Would you return all of this data exactly, leaving nothing out?

**Excerpts of pointing data:**
****
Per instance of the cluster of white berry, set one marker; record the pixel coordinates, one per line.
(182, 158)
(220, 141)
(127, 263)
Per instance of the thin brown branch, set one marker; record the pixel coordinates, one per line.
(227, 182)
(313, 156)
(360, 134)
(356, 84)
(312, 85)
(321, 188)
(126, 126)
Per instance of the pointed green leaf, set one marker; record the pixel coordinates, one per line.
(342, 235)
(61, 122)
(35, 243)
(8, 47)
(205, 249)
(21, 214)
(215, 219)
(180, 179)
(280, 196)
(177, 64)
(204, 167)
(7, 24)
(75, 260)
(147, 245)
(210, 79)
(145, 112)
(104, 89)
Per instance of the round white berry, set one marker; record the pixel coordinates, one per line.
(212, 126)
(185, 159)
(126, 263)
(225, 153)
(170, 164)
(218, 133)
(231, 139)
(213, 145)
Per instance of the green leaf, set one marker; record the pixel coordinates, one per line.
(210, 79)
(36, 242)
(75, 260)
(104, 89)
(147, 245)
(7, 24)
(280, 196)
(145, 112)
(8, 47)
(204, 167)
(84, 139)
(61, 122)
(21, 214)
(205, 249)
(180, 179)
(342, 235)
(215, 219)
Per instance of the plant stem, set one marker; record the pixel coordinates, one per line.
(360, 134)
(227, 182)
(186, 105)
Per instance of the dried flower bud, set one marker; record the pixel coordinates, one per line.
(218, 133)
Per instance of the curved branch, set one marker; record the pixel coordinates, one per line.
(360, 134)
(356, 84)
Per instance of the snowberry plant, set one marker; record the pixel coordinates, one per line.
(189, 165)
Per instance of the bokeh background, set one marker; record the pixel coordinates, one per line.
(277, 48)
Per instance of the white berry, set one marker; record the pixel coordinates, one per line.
****
**Exercise result:**
Per instance of the cluster of white berry, set one marker; record the pixel coordinates, one per line.
(182, 158)
(220, 141)
(127, 263)
Per instance of the thin brown branch, set one marker; record the pixel coordinates, one per line.
(227, 182)
(313, 156)
(360, 134)
(356, 84)
(312, 85)
(321, 188)
(126, 126)
Per instance of the pointed green leaf, set one marker; record the pixel coordinates, one per line.
(342, 235)
(61, 122)
(35, 243)
(8, 47)
(205, 249)
(21, 214)
(215, 219)
(180, 179)
(280, 196)
(177, 64)
(204, 167)
(7, 24)
(75, 260)
(147, 245)
(210, 79)
(145, 112)
(104, 89)
Per instance of the round white berry, set one marker; record the pixel coordinates, one per line.
(212, 126)
(185, 159)
(126, 263)
(225, 153)
(170, 164)
(218, 133)
(231, 139)
(213, 145)
Per instance of the green leaf, set one marker; record the pixel coordinates, one per line.
(210, 79)
(36, 242)
(75, 260)
(104, 89)
(147, 245)
(7, 24)
(280, 196)
(145, 112)
(8, 47)
(204, 167)
(84, 139)
(61, 122)
(21, 214)
(205, 249)
(180, 179)
(342, 235)
(215, 219)
Per instance of the plant stem, set one marker; record the pixel coordinates, one per line.
(360, 134)
(227, 182)
(186, 105)
Per instance of the dried flower bud, set one marker; record the pixel coordinates, one per line.
(218, 133)
Per instance of the curved branch, set one marker; record the pixel coordinates, one per line.
(360, 134)
(356, 84)
Per instance of the snowberry plant, set one marker; record the pixel coordinates, one per line.
(189, 165)
Per instance of the bokeh background, set one marker; record the pixel coordinates, one per line.
(277, 48)
Per instance of the white berry, set one marker; record the pixel coordinates, one per line.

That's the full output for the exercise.